SUPPLIED PASSAGE:
[Start of Attachment]

Wheat and Barley Pregnancy Tests

The first known pregnancy test dates to ancient Egypt in 1350 B.C. Papyrus scrolls, uncovered from the era, instruct potential mothers to urinate on bags of wheat and barley. If the grain germinated, the theory went, the woman was expecting. Some mothers took note of the first seeds to sprout: Barley foretold a girl and wheat a boy.

The test was based on that pregnant people possess a life-generating substance, capable of spawning both barley and babies. Although the rationale was a little off, modern scientists investigated the truth of this ancient method.

A 1963 study used this barley method to diagnose pregnancy in 70 percent of expectant mothers, although it failed to predict the child's sex. How the method works is unclear, but one explanation was the elevated estrogen levels during pregnancy could stimulate seed germination.

The practice of peeing on seeds persisted for a remarkably long time. Variations of the ancient pregnancy test appeared in the writings of the Greek Philosopher Galen (A.D. 130-200) and in German folklore, as late as 1966.

[End of Attachment]

RECORDED INFORMATION:
[Start of Attachment]

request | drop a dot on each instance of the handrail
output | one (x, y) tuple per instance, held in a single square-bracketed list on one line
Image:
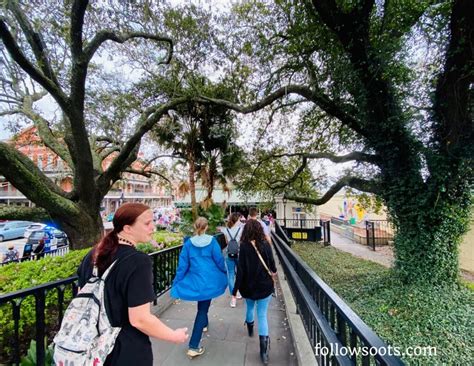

[End of Attachment]

PROMPT: Set down the text of the wheat and barley pregnancy test passage above word for word, from "A 1963 study" to "late as 1966.".

SOLUTION BELOW:
A 1963 study used this barley method to diagnose pregnancy in 70 percent of expectant mothers, although it failed to predict the child's sex. How the method works is unclear, but one explanation was the elevated estrogen levels during pregnancy could stimulate seed germination.

The practice of peeing on seeds persisted for a remarkably long time. Variations of the ancient pregnancy test appeared in the writings of the Greek Philosopher Galen (A.D. 130-200) and in German folklore, as late as 1966.